» Consignes
Pouvez-vous recopier tous les items ci-dessous en renommant partout « Target » en « Object », sans rien modifier d'autre et en laissant les images de côté ?

(Étiquettes de points d'objets)
<<<<

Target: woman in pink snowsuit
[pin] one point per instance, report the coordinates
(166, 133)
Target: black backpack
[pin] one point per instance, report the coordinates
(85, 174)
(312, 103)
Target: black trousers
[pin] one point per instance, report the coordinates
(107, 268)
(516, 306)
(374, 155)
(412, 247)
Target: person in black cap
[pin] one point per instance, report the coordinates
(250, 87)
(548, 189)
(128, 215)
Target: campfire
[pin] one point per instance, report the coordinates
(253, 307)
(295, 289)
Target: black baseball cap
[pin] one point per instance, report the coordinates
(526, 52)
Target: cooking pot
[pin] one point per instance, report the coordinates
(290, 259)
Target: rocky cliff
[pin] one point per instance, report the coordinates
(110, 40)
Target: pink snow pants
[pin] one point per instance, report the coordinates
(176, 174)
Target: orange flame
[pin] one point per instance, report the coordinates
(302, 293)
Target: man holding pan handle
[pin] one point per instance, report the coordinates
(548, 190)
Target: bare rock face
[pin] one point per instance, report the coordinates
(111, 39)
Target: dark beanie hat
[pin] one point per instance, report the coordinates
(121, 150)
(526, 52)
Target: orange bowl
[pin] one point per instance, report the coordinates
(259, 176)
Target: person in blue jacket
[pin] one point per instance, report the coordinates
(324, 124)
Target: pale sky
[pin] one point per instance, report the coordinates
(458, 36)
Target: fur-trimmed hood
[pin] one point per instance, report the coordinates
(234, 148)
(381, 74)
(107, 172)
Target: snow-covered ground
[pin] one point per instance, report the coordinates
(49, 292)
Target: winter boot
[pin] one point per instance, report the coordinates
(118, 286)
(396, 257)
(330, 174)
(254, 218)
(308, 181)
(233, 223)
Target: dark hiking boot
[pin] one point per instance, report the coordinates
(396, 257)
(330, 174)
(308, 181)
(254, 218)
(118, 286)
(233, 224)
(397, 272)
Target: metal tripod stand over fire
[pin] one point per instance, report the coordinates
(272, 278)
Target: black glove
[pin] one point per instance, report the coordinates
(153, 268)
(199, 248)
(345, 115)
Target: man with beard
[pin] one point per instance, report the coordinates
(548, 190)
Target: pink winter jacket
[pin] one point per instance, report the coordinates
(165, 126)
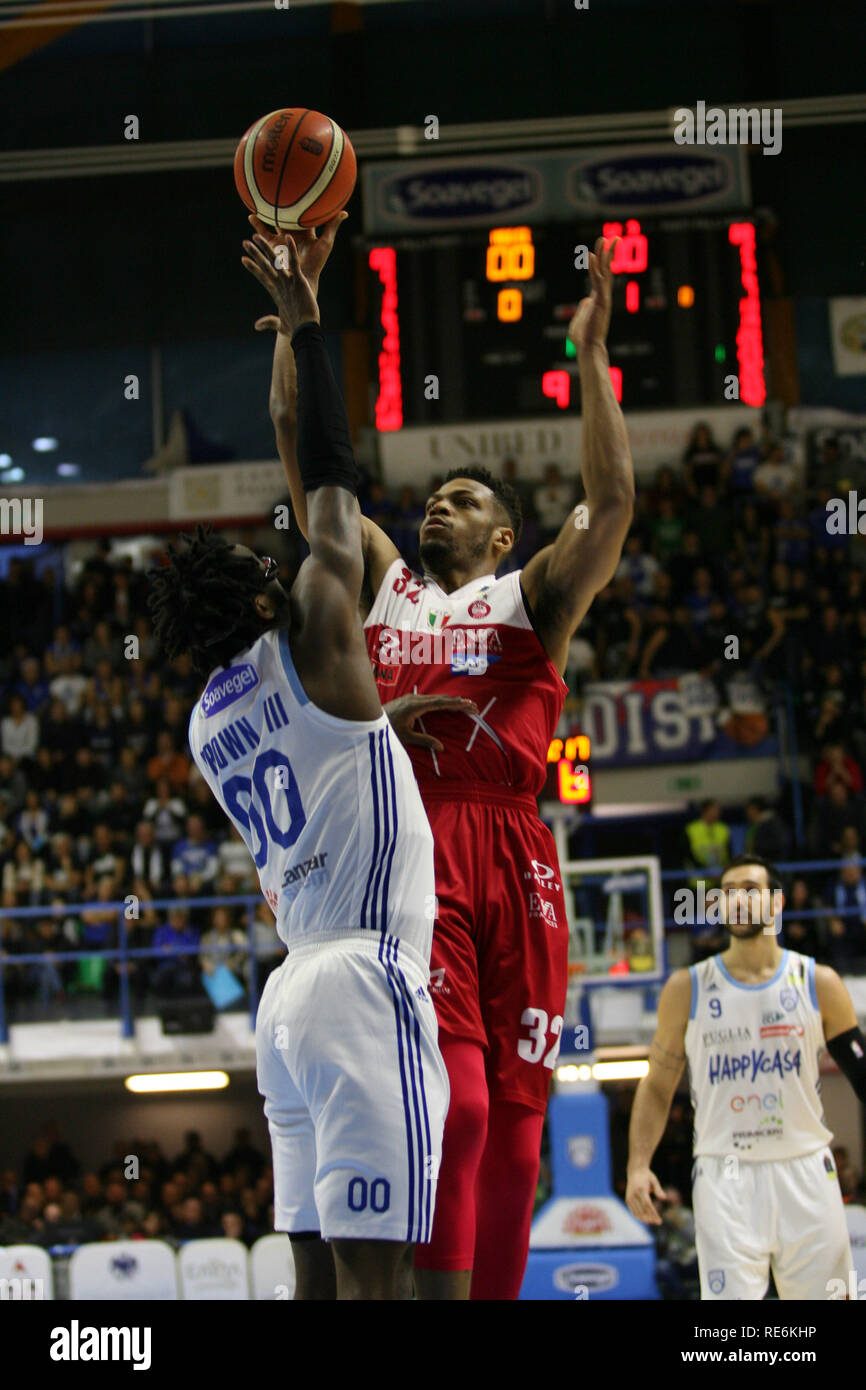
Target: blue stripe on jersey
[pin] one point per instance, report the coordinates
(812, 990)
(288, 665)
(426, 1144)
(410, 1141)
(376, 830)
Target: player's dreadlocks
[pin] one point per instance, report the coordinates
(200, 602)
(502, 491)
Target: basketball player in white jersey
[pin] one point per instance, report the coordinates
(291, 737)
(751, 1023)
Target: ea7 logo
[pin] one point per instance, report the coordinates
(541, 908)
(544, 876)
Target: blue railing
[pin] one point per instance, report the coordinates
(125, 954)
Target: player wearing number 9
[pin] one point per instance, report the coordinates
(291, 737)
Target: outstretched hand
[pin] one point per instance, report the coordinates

>>>>

» Résultat
Object: woman in pink snowsuit
[pin] one point per instance, report the coordinates
(166, 133)
Object: black backpack
[pin] one point per instance, report the coordinates
(85, 174)
(312, 103)
Object: black trousers
[pin] one point per instance, report the coordinates
(107, 268)
(516, 306)
(374, 155)
(412, 247)
Object: person in black cap
[pin] one point per instance, report the coordinates
(250, 87)
(548, 189)
(128, 215)
Object: campfire
[pin] one point per instance, report the coordinates
(253, 307)
(295, 289)
Object: black baseball cap
[pin] one point per instance, report the coordinates
(526, 52)
Object: cooking pot
[pin] one point per instance, report the coordinates
(290, 259)
Object: rocky cliff
[pin] one point per instance, report the coordinates
(110, 40)
Object: pink snow pants
[pin] one point per instance, report the coordinates
(176, 174)
Object: orange flame
[pin] one point per instance, report the coordinates
(302, 293)
Object: man holding pan handle
[pin] one point per instance, report the coordinates
(548, 190)
Object: bare rock face
[pin] one point per instance, report the coordinates
(111, 39)
Object: dark beanie hat
[pin] one point per instance, report the coordinates
(121, 150)
(526, 52)
Object: orange bowl
[pin] one point per instance, report the coordinates
(259, 176)
Object: person in blue jacket
[pin] one point per instance, report the coordinates
(324, 124)
Object: pale sky
[pin] one point per instance, report the coordinates
(458, 36)
Object: fur-trimmed hood
[pin] one point per instance, report the coordinates
(234, 148)
(381, 74)
(107, 172)
Object: snow-covered ground
[pin] one point per instance, report the coordinates
(49, 292)
Object: winter boot
[pin] one point per instance, report the coordinates
(118, 286)
(396, 257)
(330, 174)
(254, 218)
(308, 181)
(233, 223)
Object: dark hiking boot
[pin] one point per instance, report the coordinates
(396, 257)
(330, 174)
(308, 181)
(254, 218)
(118, 286)
(233, 224)
(397, 272)
Object: metal tripod stand over fire
[pin] one point per instance, report the coordinates
(272, 278)
Object: black glove
[pin] one point per instance, report the coordinates
(153, 268)
(199, 248)
(345, 115)
Object: man with beard
[pin] one point per instance, report the coordinates
(548, 190)
Object: pink winter jacket
[pin] one point per instance, report the coordinates
(165, 126)
Object: blue stripe on jersey
[pin] one point per instance, report the coordinates
(812, 990)
(288, 665)
(426, 1144)
(410, 1141)
(376, 830)
Object: player's dreadlocks
[pin] one point per instance, report the coordinates
(200, 602)
(502, 491)
Object: basketball player in white jersey
[pin] one point per instance, report the coordinates
(291, 737)
(751, 1023)
Object: ea7 logo
[pin] one point per instance, report the coordinates
(541, 908)
(544, 876)
Object: blue railing
[pin] one point per instance, report the coordinates
(125, 954)
Object: player wearing number 9
[pin] one point per instance, report the coordinates
(291, 737)
Object: outstretched hand
[pin] one point per instance, report the coordinates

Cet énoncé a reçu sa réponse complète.